PROBLEM:
Write out all of the lines below, exactly and completely.

[Stored items]
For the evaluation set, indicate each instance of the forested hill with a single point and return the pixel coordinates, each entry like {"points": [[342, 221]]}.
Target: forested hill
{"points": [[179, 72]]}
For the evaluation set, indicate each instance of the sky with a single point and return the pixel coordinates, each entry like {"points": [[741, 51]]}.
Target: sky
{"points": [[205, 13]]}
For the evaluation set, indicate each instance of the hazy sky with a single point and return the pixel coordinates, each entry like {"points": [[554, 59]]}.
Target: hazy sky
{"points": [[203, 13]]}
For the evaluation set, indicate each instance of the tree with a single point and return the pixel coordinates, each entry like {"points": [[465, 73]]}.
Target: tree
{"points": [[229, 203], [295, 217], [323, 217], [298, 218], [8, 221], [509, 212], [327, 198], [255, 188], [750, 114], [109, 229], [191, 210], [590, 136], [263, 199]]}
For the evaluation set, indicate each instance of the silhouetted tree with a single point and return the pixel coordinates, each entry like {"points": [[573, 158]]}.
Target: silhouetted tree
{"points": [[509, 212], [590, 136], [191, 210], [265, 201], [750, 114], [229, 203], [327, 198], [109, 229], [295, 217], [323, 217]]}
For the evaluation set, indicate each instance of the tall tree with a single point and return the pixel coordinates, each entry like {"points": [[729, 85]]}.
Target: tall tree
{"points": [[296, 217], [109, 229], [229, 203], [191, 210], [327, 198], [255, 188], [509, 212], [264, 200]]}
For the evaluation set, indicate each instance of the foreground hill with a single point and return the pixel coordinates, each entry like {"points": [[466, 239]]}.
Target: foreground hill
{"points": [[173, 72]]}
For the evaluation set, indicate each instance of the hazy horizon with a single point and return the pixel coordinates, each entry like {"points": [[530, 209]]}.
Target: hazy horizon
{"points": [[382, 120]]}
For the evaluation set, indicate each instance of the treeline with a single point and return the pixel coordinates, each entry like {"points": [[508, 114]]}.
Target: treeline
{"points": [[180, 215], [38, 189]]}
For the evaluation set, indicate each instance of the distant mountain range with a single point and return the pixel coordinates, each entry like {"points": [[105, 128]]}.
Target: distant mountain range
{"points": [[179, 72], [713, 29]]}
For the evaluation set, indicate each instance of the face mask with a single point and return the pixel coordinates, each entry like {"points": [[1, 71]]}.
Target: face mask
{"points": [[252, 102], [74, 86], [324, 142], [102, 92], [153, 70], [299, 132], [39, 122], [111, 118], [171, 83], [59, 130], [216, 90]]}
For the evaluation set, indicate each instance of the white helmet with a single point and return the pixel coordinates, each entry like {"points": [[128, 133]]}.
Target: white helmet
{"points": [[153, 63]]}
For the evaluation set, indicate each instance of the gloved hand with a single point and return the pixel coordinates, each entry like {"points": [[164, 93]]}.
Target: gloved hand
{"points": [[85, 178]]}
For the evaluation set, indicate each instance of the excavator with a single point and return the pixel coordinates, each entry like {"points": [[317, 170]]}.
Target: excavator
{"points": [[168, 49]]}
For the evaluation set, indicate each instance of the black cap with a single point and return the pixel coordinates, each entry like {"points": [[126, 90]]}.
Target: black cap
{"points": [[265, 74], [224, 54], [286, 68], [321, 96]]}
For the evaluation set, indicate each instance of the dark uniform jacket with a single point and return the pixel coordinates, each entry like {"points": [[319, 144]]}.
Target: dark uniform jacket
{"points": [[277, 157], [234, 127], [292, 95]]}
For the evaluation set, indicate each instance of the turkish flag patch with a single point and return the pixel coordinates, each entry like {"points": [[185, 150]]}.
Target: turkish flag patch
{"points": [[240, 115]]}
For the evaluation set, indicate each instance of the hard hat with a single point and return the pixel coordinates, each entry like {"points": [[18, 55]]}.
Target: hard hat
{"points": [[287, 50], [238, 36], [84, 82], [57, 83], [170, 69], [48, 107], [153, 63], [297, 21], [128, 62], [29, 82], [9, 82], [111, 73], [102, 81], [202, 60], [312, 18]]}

WRITTEN REPLY:
For the evaluation set, indicate each instance of the forested hill with a single point and return the pixel coordinates, each entry like {"points": [[342, 221]]}.
Target: forested hill
{"points": [[179, 72]]}
For the evaluation set, indicate each instance of the sky with a single point and return the pixel coordinates, each entry like {"points": [[741, 51]]}.
Target: sky
{"points": [[205, 13]]}
For the evaluation set, indicate each instance of the hazy sky with a single point and return the pixel coordinates, each entry like {"points": [[554, 59]]}.
Target: hazy sky
{"points": [[203, 13]]}
For the evaluation set, indicate each instance of the tree with a single point and return the pixel coordinates, each entry like {"points": [[465, 73]]}.
Target: tree
{"points": [[229, 203], [295, 217], [323, 217], [298, 218], [8, 221], [509, 212], [327, 198], [255, 188], [750, 114], [109, 229], [191, 210], [590, 136], [263, 199]]}
For the evaluation set, indicate each instance of the silhouetted tree with a single point and return the pixel coordinates, each entry like {"points": [[573, 158]]}.
Target: silhouetted tree
{"points": [[509, 212], [590, 136], [191, 210], [265, 201], [750, 114], [229, 203], [327, 198], [109, 229], [295, 217], [323, 217]]}
For the evaluation set, indicate each instance of the tall tree with a single point and return the pixel coordinates, each entry like {"points": [[729, 85]]}.
Target: tall tree
{"points": [[296, 217], [109, 229], [229, 203], [191, 210], [327, 198], [255, 188], [509, 212], [264, 200]]}
For the evaluation set, indicate each instance of the foreground hill with a single point and return the pixel coordinates, each entry like {"points": [[466, 239]]}.
Target: foreground hill
{"points": [[173, 72]]}
For the evaluation set, indicate each instance of the hazy horizon with a single point and return the pixel coordinates, each entry like {"points": [[530, 209]]}.
Target: hazy horizon
{"points": [[382, 120]]}
For the evaluation set, indicate each instance of the treeline with a single point and return the pixel coordinates, each entry like {"points": [[508, 114]]}.
Target: treeline
{"points": [[180, 215], [38, 189]]}
For the evaluation set, indicate each instance of the distant mountain range with a single point and return the pixel coordinates, each entry like {"points": [[105, 128]]}.
Target: distant mountain range
{"points": [[179, 72], [713, 29]]}
For the evaluation set, indicate each instance of the face mask with a single point and return the pixel coordinates, each entry like {"points": [[1, 71]]}.
Target: face mask
{"points": [[252, 102], [74, 86], [324, 142], [102, 92], [153, 70], [299, 132], [39, 122], [111, 118], [171, 83], [59, 130], [216, 90]]}
For the evaluation set, indicate each instance of the white helmet with a single point and return the pixel coordinates, each entry like {"points": [[128, 133]]}.
Target: white helmet
{"points": [[153, 63]]}
For the evaluation set, indicate each instance of the gloved hand with a single point and return the pixel coordinates, each entry like {"points": [[164, 93]]}.
Target: gloved hand
{"points": [[85, 178]]}
For the evaluation set, indicate each instance of the excavator with a single point and return the pixel coordinates, each entry like {"points": [[317, 170]]}.
Target: excavator
{"points": [[168, 49]]}
For the evaluation set, indicate each instance of the black cap with a single point and return the pixel coordinates, each entry like {"points": [[126, 90]]}.
Target: black cap
{"points": [[265, 74], [224, 54], [286, 68], [321, 96]]}
For the evaluation set, indicate each instance of the dark uniform jacket with a single point and return the pixel coordinates, each entry like {"points": [[319, 144]]}.
Target: dark uniform jacket
{"points": [[277, 157], [234, 127], [292, 95]]}
For the evaluation set, indicate each instance of the turkish flag patch with a single point and return the pixel coordinates, each entry like {"points": [[185, 150]]}.
Target: turkish flag patch
{"points": [[240, 115]]}
For the evaluation set, indicate each instance of the hard hat with a single point and return the pixel coordinates, each entry like {"points": [[18, 55]]}.
Target: hard hat
{"points": [[287, 50], [238, 36], [84, 82], [57, 83], [170, 69], [48, 107], [153, 63], [297, 21], [128, 62], [29, 82], [9, 82], [111, 73], [102, 81], [202, 60], [312, 18]]}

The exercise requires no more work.